Estratto del testo -
***

Nell'ottobre del 1996 la mia primogenita, mia figlia Isabel, aveva sei mesi. Un giorno, mentre ero a casa intento a destreggiarmi con una delle innumerevoli e inedite sfide della paternità, mia moglie si presentó a casa con una grossa zucca sotto il braccio.
Convinto che l'acquisto avesse finalità alimentari, feci notare che le dimensioni titaniche dell'esemplare avrebbero reso difficile la sua conservazione in frigorifero, per non parlare del fatto che, personalmente, ho sempre detestato la zucca.
Fu con sgomento quindi che appresi che l'acquisto della cucurbitacea non era avvenuto per motivi nutritivi ma decorativi.

***

Dati forniti -
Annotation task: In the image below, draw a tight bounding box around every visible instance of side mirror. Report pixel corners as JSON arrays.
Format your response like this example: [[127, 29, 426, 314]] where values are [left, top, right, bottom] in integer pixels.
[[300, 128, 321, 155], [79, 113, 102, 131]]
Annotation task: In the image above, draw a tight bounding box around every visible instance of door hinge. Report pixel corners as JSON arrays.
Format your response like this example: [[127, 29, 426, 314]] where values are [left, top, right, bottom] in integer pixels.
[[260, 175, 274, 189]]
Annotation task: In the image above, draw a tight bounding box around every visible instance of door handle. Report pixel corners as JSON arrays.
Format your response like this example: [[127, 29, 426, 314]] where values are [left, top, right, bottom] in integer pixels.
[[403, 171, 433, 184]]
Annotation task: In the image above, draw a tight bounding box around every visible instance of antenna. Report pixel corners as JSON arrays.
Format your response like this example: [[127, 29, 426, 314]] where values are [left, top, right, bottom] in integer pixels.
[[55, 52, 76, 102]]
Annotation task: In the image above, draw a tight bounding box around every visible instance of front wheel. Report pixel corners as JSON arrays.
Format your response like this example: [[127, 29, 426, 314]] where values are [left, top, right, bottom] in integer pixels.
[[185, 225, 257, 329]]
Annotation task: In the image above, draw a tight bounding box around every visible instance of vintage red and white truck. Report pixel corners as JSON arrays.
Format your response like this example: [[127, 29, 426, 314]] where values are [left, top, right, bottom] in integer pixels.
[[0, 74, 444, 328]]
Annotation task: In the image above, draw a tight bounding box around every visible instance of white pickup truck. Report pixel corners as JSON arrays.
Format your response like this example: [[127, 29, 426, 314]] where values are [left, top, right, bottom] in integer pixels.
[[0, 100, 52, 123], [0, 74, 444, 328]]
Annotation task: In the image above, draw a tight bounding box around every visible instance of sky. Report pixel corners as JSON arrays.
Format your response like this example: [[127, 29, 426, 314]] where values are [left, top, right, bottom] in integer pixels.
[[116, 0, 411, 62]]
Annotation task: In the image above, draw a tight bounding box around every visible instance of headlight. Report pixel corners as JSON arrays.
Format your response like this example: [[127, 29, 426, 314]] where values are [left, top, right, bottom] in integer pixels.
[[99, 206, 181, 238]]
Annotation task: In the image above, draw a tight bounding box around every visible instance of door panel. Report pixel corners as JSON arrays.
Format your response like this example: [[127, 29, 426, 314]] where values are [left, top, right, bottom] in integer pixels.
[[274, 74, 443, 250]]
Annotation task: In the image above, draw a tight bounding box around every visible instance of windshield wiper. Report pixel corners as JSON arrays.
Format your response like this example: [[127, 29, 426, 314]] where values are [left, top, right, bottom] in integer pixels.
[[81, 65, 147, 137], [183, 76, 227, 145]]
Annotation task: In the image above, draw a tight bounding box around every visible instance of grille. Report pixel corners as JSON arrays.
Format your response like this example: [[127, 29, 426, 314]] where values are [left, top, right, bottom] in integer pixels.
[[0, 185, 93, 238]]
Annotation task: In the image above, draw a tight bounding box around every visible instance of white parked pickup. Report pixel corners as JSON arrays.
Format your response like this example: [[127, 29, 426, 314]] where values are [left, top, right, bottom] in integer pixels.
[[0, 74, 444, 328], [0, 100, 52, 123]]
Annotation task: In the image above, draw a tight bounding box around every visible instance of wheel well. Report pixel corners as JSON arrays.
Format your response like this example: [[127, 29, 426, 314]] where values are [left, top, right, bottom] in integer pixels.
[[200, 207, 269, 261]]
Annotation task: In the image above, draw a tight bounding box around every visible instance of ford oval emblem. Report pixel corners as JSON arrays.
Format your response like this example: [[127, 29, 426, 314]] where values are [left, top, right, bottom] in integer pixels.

***

Elenco compiti -
1) Rispondi a queste domande sul brano sulla zucca:
(a) Quanti mesi aveva Isabel nell'ottobre del 1996?
(b) Che cosa aveva sotto il braccio la moglie quando si presentò a casa?
(c) Per quale motivo era stata comprata la zucca?
2) Prosegui il brano sulla zucca partendo dal punto in cui si ferma.
L'elenco non ha nulla a che vedere con il brano sulla zucca.

I risultati -
1)
(a) Sei mesi.
(b) Una grossa zucca.
(c) Per motivi decorativi, non nutritivi.

2)
Tra le tante responsabilità del mio nuovo ruolo di padre ecco che me se ne presentava un'altra che non avevo previsto: quella di intagliatore amatoriale di zucche, il rito autunnale americano che funesta puntualmente la ricorrenza di Halloween, all'epoca ancora marginale nella mia esperienza americana. A quei tempi inoltre, non solo la pratica ma l'intera festività erano ancora relativamente sconosciute non solo a me personalmente ma anche in Italia che, solo di lì a poco, avrebbe dimostrato tutta la sua subordinazione culturale transatlantica con l'inspiegabile e acefala adozione di celebrazioni del tutto estranee alla nostra tradizione.
Fu così quindi che, armato di coltello e cucchiaio, mi calai nel mio nuovo ruolo di intagliatore e, dopo un paio di tentativi falliti, cominciai a concepire una nuova strategia estetica.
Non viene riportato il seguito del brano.